→ EXCERPT TO READ
□ □ □
Why would NSX ALB fail to bypass a bad Horizon Connection Server?

The most common reasons are weak health monitoring, incorrect persistence settings, or an architecture where the load balancer cannot accurately detect that the individual Horizon Connection Server is unhealthy.

Why did excluding the bad Horizon server solve the issue?

Removing the failed server from the load balancer pool prevented new sessions from being sent to a node whose web console and Horizon services were no longer functioning correctly.

Is this a load balancer problem or a Horizon server problem?

Usually both layers are involved. The Horizon server has the underlying fault, but the load balancer configuration determines whether that failed node is removed quickly and reliably from service.

What is the permanent fix?

The permanent fix is to correct health monitoring, persistence, and traffic design, and to investigate the failed Horizon Connection Server itself for service, OS, certificate, resource, or communication problems.

NSX ALB Failed to Bypass an Unhealthy Horizon Connection Server: Root Cause, Symptoms, and Permanent Fix

After deploying NSX Advanced Load Balancer (Avi) in front of Horizon Connection Servers, one specific server became unstable. Its web console would not open, Horizon services stopped, and client access became unreliable. In theory, the load balancer should have removed that bad node and directed users to healthy Horizon Connection Servers. In practice, that did not happen consistently.

The immediate workaround was simple: remove the problematic Connection Server from the load balancer pool. That restored service. But that was only an operational bypass, not a permanent fix.

Problem Summary

The real issue was not just that one Horizon Connection Server failed. The bigger issue was that the load-balancing layer did not isolate the failure fast enough or accurately enough.

Critical point: if a failed Horizon Connection Server remains eligible in the NSX ALB pool, user sessions can still be sent to a server that is technically alive at the network layer but functionally dead at the application layer.
□ □ □
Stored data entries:
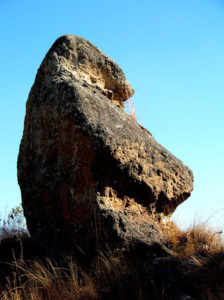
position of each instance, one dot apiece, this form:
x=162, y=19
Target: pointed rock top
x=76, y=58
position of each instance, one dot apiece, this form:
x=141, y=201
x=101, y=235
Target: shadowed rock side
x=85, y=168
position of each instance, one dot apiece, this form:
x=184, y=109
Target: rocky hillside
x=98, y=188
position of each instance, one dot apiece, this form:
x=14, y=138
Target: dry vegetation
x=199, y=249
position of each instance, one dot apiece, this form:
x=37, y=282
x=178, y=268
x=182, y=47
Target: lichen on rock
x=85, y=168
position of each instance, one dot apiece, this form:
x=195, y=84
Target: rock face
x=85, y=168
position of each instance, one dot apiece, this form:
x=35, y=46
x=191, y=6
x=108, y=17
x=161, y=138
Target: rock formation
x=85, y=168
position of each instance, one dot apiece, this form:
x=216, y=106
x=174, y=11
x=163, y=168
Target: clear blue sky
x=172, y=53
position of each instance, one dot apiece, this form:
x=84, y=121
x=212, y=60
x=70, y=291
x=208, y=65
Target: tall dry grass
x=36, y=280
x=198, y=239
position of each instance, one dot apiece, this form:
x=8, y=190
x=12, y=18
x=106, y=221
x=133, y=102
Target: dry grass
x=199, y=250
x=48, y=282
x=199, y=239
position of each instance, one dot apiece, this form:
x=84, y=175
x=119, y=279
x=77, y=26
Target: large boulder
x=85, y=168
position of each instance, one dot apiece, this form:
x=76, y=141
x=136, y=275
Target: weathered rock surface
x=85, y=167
□ □ □
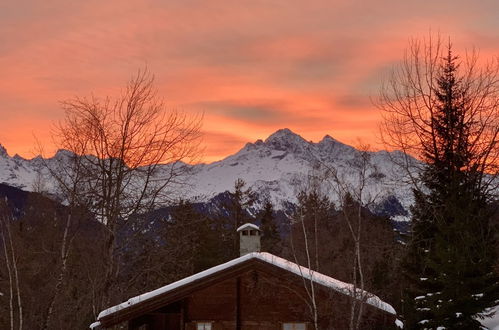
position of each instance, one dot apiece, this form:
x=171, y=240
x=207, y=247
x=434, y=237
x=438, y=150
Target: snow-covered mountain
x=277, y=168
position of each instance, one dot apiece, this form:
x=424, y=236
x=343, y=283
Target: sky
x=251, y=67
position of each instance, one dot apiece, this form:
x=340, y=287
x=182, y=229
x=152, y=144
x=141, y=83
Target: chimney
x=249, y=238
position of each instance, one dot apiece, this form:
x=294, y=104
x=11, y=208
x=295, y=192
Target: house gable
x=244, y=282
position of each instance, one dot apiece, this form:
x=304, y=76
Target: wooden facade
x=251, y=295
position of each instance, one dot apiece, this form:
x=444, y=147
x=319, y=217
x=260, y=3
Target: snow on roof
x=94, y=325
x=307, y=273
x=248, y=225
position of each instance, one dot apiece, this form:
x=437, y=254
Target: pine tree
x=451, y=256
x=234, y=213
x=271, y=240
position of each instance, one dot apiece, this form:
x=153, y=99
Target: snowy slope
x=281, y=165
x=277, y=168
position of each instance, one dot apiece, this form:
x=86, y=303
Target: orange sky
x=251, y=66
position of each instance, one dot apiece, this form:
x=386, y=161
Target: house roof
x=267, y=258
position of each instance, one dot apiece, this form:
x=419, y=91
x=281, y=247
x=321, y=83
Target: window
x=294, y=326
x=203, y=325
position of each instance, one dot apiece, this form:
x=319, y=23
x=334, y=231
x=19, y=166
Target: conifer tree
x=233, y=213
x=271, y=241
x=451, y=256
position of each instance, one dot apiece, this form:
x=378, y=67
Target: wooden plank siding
□ □ □
→ PROBLEMS TO SOLVE
1. In the article on NSX ALB and Horizon Connection Servers, what immediate workaround restored service?
2. Resume the article on NSX ALB and Horizon Connection Servers after its final sentence.
The listing isn't needed for any of this.

→ RESPONSES TO THE EXERCISE
1. Removing the problematic Connection Server from the load balancer pool.

2.
Main Symptoms

The web console on one Horizon Connection Server would not open
Horizon-related services on that server stopped or became unresponsive
Users experienced intermittent connection failures or inconsistent broker behavior
NSX ALB did not reliably steer all new sessions away from the affected server
Service stabilized only after the problematic server was excluded from the pool

Most Likely Root Causes

1. Health Monitor Was Too Shallow

This is the most likely explanation. If NSX ALB was only checking basic TCP connectivity or a superficial HTTPS response, the server could still appear healthy even though Horizon broker services or the admin interface were effectively down.

2. Persistence Kept Sending Sessions to the Same Bad Node

Horizon requires load balancer persistence. If persistence was configured correctly for affinity but the unhealthy node was not removed quickly enough, some users could continue to be pinned to that failed server.

3. Inline LB Design Reduced Failure Visibility

If the architecture placed the load balancer inline between UAG and Horizon Connection Servers, failure visibility becomes less clean. In that design, upstream components do not always detect the individual failed Connection Server directly.

4. Connection Server Itself Had an Internal Fault

The bad node may have had an OS-level or application-level problem such as:

Hung Horizon services
Certificate or trust issue
Resource exhaustion such as CPU, memory, or disk pressure
Windows service dependency failure
Broken communication with AD, LDAP, database, or other Horizon components

5. Health Monitor Path or Probe Logic Was Misaligned with Real User Traffic

A common design mistake is probing an endpoint that does not truly represent broker readiness. A server can answer a low-level probe while still failing real logon or brokering requests.

Why Excluding the Server Worked

Excluding the problematic Horizon Connection Server from the NSX ALB pool immediately removed the failed node from new traffic distribution. That is why the environment recovered.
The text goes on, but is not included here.